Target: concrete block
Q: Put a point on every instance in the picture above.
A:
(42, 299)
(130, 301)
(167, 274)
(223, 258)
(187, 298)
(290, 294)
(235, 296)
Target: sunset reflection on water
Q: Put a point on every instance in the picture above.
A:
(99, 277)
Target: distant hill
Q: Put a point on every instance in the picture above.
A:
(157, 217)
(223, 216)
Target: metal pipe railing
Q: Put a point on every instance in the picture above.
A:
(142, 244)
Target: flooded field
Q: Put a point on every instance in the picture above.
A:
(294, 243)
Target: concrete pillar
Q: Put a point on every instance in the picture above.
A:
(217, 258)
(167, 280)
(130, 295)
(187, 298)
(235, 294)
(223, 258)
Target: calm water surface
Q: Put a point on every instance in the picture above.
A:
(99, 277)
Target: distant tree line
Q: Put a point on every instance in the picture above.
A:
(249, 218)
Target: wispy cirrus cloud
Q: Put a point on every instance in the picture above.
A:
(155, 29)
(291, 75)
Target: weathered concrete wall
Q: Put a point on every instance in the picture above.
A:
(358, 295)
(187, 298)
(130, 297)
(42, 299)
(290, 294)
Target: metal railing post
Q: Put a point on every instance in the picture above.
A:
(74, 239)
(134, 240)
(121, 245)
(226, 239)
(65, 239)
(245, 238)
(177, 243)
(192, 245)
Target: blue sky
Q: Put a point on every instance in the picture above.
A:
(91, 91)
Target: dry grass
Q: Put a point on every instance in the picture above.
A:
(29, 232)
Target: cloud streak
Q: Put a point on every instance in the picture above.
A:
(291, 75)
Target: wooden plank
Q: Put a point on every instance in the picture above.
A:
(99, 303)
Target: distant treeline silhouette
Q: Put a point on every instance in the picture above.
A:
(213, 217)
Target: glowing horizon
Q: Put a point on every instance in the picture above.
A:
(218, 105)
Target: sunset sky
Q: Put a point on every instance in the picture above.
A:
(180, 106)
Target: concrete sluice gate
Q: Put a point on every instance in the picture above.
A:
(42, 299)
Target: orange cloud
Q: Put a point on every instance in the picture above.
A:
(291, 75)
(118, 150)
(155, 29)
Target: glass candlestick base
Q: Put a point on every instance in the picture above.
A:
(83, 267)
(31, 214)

WHAT TO DO —
Go through the records. Copy each line where "metal" appears.

YOUR RESPONSE —
Target: metal pipe railing
Target: metal railing post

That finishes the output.